+++ Verilen metin +++

Müstakbel Hareketi Genel Başkanı Saad Hariri Şarku’l Avsat’a konuştu: Lübnan’da yeni hükümeti kuracağım

Hariri : Macron’un girişimine bağlıyız. Tüm seçenekler masada.

Avn ve Hariri, geçen Mart ayında Baabda Sarayı’nda bir araya geldi (AP)
Avn ve Hariri, geçen Mart ayında Baabda Sarayı’nda bir araya geldi (AP)
TT

Müstakbel Hareketi Genel Başkanı Saad Hariri Şarku’l Avsat’a konuştu: Lübnan’da yeni hükümeti kuracağım

Avn ve Hariri, geçen Mart ayında Baabda Sarayı’nda bir araya geldi (AP)
Avn ve Hariri, geçen Mart ayında Baabda Sarayı’nda bir araya geldi (AP)

Lübnan’da hükümeti kurmakla görevli yetkili Müstakbel Hareketi Genel Başkanı Saad Hariri Şarku’l Avsat’a konuştu. Hariri, “yeni hükümet için tüm seçeneklerin masada olduğunu” söyledi. Hariri, Fransa Cumhurbaşkanı Emmanuel Macron’un önerdiği kurtarma girişiminin ruhuyla devam eden sürece ve Meclis Başkanı’nın girişime bağlı olduğunu vurguladı.
Lübnan (Sünni) Müftüsü Şeyh Abdullatif Deryan başkanlığındaki İslam Şeriat Konseyi toplantısına katılan Hariri, Berri ile olan ilişkilerini ‘bütünlük içerisinde’ olarak nitelendirirken, “Saad Hariri, Nebih Berri demektir, Nebih Berri de Saad Hariri demek. Sorun, hükümetin kurulmasına engel koyanlardadır” dedi. Müftü Deryan ve Yüksek İslam Şeriat Konseyi üyeleri, Hariri’ye desteklerini dile getirirken, Hariri’nin istifa düşüncesini de kabul etmediklerini ifade ettiler.
Öte yandan Hariri, Berri ile olan ilişkisine değinirken, “Hükümeti kurmakla görevlendirildiğim ilk andan bu yana yanımda duran tek kişidir. Beni hiç yalnız bırakmadı ve kendisinden aleyhimde hiçbir harf veya kelime duymadım” dedi.

+++ Kaynak malzeme +++

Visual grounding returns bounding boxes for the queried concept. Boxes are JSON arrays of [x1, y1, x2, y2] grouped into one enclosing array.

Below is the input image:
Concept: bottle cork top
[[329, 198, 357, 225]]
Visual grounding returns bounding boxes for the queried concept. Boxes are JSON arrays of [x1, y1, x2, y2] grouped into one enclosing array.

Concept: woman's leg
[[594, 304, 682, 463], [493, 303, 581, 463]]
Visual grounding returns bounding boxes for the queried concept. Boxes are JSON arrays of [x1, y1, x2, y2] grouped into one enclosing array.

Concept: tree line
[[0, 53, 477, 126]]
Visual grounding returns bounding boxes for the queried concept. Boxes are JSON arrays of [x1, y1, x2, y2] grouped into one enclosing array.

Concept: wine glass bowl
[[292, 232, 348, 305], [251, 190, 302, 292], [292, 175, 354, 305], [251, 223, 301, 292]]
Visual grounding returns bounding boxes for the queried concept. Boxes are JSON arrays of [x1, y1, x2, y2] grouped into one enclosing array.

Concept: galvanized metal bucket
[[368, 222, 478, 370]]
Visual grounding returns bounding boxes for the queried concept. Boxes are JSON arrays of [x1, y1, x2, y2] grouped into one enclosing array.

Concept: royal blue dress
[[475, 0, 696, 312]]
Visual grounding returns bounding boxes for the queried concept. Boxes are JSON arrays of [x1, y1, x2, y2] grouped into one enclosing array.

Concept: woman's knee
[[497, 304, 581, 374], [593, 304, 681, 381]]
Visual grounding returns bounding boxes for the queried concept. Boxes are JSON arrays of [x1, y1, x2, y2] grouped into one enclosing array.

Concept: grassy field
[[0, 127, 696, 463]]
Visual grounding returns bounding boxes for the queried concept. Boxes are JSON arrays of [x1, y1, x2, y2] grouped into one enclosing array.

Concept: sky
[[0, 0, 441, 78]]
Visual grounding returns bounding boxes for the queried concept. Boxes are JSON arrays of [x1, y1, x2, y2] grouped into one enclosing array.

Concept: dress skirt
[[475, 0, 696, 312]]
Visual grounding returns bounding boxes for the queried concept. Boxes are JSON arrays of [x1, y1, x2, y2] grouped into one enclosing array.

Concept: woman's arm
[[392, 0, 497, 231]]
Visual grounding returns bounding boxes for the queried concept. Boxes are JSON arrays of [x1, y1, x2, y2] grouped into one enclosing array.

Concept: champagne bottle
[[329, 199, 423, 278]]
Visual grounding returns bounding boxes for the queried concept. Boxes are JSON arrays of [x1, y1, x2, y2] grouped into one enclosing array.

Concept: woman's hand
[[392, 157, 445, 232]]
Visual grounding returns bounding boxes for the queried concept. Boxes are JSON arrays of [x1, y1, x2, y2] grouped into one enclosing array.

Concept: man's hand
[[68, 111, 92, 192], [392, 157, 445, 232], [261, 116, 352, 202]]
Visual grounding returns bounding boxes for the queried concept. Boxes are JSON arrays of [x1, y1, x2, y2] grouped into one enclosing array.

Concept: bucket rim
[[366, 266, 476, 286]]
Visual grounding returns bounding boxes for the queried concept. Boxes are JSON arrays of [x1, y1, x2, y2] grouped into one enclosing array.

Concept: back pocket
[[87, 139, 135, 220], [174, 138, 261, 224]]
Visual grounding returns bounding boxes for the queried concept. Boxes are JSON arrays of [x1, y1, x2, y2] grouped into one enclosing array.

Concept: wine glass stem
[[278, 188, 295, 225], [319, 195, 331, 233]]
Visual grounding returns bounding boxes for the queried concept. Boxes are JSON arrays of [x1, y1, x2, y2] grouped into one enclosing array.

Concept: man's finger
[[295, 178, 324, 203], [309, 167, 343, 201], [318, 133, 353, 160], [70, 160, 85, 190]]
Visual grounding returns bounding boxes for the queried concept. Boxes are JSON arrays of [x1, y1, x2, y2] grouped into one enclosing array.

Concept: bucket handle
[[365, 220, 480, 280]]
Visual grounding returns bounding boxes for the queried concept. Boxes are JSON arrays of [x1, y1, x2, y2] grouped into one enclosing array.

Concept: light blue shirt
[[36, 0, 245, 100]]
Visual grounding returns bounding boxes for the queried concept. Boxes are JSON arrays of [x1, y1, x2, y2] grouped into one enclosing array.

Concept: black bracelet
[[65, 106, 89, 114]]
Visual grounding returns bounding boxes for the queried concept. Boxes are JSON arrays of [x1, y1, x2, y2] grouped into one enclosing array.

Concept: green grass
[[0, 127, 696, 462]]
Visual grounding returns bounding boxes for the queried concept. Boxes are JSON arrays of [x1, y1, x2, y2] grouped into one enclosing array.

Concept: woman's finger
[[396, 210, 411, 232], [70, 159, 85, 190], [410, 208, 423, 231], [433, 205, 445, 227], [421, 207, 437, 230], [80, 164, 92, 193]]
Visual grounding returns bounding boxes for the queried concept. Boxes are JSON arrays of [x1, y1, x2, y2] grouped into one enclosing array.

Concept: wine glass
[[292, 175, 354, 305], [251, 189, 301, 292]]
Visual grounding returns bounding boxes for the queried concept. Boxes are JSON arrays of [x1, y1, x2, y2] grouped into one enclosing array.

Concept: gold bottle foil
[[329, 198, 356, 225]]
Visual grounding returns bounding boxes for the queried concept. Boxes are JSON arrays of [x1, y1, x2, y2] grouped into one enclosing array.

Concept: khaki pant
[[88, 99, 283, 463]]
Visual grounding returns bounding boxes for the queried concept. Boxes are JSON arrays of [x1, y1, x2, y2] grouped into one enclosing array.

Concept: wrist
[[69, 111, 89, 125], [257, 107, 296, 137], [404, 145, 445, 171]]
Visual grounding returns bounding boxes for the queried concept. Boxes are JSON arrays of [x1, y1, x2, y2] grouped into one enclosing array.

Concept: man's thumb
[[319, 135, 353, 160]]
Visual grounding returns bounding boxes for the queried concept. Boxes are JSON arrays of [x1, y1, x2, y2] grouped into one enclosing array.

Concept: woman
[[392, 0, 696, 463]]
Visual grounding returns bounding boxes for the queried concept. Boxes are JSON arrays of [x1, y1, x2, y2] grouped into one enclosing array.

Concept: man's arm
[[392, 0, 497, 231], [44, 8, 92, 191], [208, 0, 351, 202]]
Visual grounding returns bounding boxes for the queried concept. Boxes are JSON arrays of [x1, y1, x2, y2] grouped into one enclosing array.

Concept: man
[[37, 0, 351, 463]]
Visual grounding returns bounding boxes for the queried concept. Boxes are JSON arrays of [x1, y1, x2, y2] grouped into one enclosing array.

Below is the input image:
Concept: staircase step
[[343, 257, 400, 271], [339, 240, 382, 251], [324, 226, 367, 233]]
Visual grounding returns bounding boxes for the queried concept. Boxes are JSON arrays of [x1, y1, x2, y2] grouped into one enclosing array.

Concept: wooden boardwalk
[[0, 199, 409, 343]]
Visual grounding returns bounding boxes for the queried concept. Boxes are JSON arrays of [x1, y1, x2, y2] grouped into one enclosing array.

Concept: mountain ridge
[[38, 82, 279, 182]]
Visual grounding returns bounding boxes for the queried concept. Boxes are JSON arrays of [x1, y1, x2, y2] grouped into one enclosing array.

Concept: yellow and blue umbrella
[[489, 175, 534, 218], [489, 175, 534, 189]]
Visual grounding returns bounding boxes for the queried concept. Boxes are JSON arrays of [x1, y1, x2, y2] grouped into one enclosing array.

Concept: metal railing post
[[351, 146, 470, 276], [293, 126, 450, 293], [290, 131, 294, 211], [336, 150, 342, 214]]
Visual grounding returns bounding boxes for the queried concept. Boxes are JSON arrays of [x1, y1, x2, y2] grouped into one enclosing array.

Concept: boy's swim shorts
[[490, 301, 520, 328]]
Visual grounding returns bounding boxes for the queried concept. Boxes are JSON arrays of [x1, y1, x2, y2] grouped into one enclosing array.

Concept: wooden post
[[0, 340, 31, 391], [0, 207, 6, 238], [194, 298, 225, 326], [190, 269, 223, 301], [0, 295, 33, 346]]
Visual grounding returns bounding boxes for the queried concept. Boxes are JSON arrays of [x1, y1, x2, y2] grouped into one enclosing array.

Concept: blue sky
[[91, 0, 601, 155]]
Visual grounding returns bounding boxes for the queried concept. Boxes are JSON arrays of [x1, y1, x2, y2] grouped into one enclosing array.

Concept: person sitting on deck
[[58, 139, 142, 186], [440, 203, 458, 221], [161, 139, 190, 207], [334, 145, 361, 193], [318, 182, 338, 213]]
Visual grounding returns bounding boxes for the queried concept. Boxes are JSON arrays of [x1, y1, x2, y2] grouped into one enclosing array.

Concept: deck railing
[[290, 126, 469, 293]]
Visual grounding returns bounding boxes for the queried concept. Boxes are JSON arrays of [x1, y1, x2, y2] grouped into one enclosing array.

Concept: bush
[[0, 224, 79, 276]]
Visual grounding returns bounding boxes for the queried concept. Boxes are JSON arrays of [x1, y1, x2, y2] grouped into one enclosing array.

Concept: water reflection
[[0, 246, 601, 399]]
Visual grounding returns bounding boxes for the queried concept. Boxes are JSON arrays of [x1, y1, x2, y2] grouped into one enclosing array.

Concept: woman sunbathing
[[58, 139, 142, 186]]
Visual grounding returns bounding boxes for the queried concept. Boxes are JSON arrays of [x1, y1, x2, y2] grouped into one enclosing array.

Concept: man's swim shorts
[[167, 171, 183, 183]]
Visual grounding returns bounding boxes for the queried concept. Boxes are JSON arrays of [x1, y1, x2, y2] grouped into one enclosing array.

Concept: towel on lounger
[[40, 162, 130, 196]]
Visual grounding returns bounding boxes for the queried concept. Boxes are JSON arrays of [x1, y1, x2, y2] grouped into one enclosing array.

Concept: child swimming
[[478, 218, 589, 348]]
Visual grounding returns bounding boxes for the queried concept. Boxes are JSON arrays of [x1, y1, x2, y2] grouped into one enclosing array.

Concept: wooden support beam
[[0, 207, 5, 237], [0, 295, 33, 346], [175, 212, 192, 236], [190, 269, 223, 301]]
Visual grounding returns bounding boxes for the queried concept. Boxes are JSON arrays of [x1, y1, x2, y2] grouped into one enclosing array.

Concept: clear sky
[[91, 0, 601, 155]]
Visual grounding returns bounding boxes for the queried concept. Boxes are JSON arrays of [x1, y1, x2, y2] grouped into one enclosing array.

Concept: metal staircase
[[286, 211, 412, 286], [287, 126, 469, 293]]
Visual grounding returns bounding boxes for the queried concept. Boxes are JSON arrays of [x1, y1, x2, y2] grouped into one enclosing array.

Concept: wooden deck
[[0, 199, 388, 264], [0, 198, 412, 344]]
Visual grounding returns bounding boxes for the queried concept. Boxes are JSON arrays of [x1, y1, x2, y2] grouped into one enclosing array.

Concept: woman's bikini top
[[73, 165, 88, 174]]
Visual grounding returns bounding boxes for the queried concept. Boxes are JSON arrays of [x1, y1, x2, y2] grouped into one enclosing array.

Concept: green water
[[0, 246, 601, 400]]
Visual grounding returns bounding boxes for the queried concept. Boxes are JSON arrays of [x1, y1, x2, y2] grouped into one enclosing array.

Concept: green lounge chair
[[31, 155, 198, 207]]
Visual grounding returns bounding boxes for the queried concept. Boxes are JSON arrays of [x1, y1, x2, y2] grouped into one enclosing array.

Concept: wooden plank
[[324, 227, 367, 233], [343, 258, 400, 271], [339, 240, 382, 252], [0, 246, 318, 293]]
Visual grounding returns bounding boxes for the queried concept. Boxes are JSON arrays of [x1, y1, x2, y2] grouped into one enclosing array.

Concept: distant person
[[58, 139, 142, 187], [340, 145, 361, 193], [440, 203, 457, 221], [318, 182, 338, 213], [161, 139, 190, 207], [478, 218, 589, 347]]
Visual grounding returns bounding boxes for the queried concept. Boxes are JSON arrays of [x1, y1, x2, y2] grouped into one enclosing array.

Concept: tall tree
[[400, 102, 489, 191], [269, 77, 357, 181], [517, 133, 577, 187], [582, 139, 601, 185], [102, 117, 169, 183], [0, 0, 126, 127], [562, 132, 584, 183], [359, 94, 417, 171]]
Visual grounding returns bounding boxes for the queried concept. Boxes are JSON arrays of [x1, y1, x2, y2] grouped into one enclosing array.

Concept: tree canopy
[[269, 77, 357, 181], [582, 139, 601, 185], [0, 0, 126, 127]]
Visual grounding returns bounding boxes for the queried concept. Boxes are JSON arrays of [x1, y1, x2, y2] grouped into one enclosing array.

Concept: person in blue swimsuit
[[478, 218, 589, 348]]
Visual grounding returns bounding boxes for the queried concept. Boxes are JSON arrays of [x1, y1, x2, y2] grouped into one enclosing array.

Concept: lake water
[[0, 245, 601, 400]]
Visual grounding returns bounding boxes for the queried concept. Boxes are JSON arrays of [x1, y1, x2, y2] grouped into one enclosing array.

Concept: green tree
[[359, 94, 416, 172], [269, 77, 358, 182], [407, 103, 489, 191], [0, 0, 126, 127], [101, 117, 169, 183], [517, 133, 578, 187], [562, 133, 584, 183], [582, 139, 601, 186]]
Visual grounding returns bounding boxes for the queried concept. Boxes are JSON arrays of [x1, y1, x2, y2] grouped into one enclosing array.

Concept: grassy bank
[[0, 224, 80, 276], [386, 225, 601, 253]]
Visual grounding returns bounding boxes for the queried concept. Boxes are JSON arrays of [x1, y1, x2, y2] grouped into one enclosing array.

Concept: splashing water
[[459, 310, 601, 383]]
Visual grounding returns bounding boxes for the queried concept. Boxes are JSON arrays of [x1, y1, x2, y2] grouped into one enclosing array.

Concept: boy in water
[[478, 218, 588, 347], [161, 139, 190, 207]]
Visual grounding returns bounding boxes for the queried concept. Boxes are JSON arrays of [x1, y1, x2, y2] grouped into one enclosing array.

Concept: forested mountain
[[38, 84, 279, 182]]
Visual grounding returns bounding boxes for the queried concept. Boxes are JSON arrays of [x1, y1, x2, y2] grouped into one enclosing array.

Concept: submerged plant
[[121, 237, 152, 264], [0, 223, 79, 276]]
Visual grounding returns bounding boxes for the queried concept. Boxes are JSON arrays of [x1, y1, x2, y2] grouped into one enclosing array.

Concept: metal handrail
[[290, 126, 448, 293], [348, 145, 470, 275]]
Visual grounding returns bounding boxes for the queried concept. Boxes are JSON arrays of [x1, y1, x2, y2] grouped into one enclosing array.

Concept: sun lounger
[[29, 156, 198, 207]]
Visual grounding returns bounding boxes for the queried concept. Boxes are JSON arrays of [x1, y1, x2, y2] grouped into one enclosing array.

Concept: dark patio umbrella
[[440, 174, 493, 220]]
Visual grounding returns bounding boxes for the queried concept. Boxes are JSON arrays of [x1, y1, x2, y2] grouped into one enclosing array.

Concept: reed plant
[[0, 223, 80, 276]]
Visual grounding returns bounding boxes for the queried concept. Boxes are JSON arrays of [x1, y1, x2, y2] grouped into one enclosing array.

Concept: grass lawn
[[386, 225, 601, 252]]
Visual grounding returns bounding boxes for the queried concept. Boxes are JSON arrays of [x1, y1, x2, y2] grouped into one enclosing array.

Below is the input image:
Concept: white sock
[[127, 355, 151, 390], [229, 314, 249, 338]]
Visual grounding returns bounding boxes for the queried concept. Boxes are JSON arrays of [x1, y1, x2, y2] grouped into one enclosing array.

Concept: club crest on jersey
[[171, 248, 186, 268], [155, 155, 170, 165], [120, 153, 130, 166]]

+++

Verilen metne göre Hariri'nin katıldığı İslam Şeriat Konseyi toplantısına kim başkanlık ediyordu? Lütfen kısaca yanıtlayın.

--- Yazılı cevap ---
Lübnan (Sünni) Müftüsü Şeyh Abdullatif Deryan.